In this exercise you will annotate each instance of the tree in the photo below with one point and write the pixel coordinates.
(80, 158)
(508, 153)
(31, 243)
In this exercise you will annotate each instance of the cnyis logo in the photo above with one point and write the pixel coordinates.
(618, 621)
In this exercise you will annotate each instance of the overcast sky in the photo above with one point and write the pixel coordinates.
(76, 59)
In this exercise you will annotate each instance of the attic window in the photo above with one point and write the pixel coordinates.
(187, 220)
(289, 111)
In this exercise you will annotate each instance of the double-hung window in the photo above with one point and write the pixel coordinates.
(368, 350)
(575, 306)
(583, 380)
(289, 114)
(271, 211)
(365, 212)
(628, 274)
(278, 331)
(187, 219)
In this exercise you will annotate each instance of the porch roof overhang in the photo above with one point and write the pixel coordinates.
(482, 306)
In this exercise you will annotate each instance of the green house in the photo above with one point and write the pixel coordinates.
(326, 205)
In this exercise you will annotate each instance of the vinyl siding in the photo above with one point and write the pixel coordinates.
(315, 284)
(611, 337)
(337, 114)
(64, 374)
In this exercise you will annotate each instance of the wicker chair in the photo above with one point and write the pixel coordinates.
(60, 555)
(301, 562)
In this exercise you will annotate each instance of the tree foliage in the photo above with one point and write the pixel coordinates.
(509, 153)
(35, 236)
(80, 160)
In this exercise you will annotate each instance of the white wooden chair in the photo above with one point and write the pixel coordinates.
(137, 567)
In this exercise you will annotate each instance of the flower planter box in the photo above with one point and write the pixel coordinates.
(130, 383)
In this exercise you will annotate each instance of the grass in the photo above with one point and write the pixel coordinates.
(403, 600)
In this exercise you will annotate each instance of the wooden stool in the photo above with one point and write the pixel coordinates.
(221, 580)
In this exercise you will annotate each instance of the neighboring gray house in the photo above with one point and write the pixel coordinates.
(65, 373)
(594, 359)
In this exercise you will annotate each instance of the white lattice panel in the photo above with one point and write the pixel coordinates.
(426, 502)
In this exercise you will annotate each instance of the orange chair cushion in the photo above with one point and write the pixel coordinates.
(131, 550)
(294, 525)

___

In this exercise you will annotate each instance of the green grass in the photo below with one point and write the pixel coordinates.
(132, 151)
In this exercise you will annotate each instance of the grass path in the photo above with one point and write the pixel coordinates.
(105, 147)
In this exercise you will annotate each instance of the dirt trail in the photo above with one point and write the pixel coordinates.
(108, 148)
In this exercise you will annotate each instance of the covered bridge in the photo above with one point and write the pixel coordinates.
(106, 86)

___

## TASK GOAL
How many lines of the records above contain the word "below"? Reply with the number alone.

## SOLVED EXERCISE
2